==== Records provided

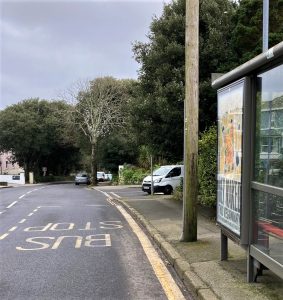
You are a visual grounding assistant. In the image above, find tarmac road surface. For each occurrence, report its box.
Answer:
[0,184,191,300]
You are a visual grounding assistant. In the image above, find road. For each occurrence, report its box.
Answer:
[0,184,189,300]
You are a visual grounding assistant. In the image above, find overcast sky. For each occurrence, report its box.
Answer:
[0,0,170,109]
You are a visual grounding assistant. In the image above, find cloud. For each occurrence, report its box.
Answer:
[0,1,166,109]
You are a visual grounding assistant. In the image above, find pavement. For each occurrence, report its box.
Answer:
[2,185,283,300]
[99,187,283,300]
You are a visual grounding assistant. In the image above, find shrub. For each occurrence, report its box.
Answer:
[119,166,149,184]
[198,126,217,207]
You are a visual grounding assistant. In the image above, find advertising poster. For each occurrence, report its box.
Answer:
[217,81,244,236]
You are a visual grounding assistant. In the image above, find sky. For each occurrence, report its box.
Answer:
[0,0,170,109]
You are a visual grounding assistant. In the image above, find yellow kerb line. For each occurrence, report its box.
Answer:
[117,205,185,300]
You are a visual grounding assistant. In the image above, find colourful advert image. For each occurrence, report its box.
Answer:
[217,81,244,235]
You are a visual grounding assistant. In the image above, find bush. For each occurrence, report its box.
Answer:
[198,126,217,207]
[173,180,183,201]
[119,166,150,184]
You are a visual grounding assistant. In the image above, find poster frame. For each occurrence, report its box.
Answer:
[216,77,251,245]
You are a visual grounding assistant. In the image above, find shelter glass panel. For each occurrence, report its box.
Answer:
[254,65,283,188]
[253,191,283,265]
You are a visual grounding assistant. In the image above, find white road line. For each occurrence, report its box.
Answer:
[86,204,109,207]
[8,226,18,231]
[6,201,18,208]
[116,205,185,300]
[110,192,122,198]
[38,205,61,208]
[0,233,9,240]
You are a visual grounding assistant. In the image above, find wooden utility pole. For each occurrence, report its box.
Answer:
[181,0,199,242]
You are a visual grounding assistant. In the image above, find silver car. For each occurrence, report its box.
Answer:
[75,173,90,185]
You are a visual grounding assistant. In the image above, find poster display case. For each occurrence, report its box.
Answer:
[212,42,283,282]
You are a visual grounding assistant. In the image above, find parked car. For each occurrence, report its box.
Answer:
[96,172,106,182]
[75,173,90,185]
[142,165,184,195]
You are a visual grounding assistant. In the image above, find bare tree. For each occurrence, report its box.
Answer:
[69,77,126,185]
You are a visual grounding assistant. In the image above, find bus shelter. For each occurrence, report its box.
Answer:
[212,42,283,282]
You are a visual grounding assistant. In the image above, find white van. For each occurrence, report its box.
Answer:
[142,165,184,195]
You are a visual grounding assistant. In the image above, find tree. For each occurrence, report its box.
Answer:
[71,77,127,184]
[0,98,79,176]
[133,0,237,161]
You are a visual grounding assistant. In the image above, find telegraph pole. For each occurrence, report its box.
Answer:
[262,0,269,52]
[181,0,199,242]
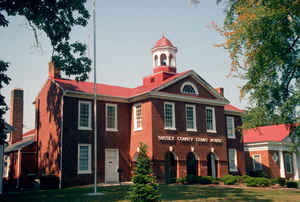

========

▶ **Directions**
Copy every one of the rows above word for word, leaving out the pictures.

▶ **Answer**
You are a visual grounding assistant. In the image above, find tarmac road surface. For each occurrence, report its box.
Answer:
[0,184,191,300]
You are a visual grounding assistant. In the image above, find road. For each occurrence, report its box.
Answer:
[0,184,189,300]
You are a visual grounding assistant. In the image above, find overcast sky. For each occurrence, report its box.
Answer:
[0,0,170,109]
You are a visual grounding assistant. In the image above, find cloud. For each occurrence, report its box.
Answer:
[0,1,166,109]
You are a visual grounding assistant. In the image above, find pavement. For each occurrence, report its box.
Answer:
[2,185,283,300]
[99,187,283,300]
You are a visual grounding assistant. In the image above, find shrub. For each occurrence, report its box.
Answer:
[119,166,149,184]
[198,126,217,207]
You are a visual grounding assistant. In the image above, find advertising poster. For each occurrence, report its box.
Answer:
[217,81,244,236]
You are a visual grounding assistant. In the image above, find sky. For each occurrence, report its box.
Answer:
[0,0,170,109]
You are a visual grounding assistant. In the image above, find yellow kerb line. For each occurrence, report its box.
Answer:
[117,205,185,300]
You are a visual grounding assistant. In the image above, find colourful advert image. For each occurrence, report its box.
Answer:
[217,81,244,235]
You are a visual grounding assistant. In the image above, find bush. For each occurrence, report its box.
Answer:
[198,126,217,207]
[173,180,183,201]
[119,166,150,184]
You are a visual grounding assistant. In the image above, find poster frame. For each occurrence, report its box.
Answer:
[216,77,251,245]
You are a visual grounding assistant. In the image above, find shelter glass panel. For each occurrence, report its box.
Answer:
[254,65,283,188]
[253,191,283,265]
You are a visual grounding assistant. In the image above, find white road line. For each occurrence, report its box.
Answer:
[86,204,109,207]
[8,226,18,231]
[6,201,18,208]
[116,205,185,300]
[110,192,122,198]
[38,205,61,208]
[0,233,9,240]
You are a visual grounding assistant. In the image above, find wooden utility pole. For each occurrence, report its box.
Answer:
[181,0,199,242]
You are a visual grounding assistant. In the image above, find silver car. For each occurrence, report its box.
Answer:
[75,173,90,185]
You are a visual grounding assistant. In the image above, find poster display case. For each occurrence, report its box.
Answer:
[212,42,283,282]
You are a visual grounding assistant. In the image above, find parked car. For each occurrence, report its box.
Answer:
[96,172,106,182]
[75,173,90,185]
[142,165,184,195]
You are a visual grounding assistant. In the image above, find bare tree. For each occurrence, report its box.
Answer:
[69,77,126,185]
You are a visual grounding assistant. In the image above, find bus shelter. For each occurrence, report its box.
Answer:
[212,42,283,282]
You are a visual grounding assistant. In the image above, find white van. For each occurrence, report its box.
Answer:
[142,165,184,195]
You are a visual grounding assistant. In the image above, find tree. For each occurrence, report its box.
Answer:
[71,77,127,184]
[0,98,79,176]
[133,0,237,161]
You are a visual grounding assistant. In the image above, find telegraph pole. For each occurrence, report its box.
Answer:
[262,0,269,52]
[181,0,199,242]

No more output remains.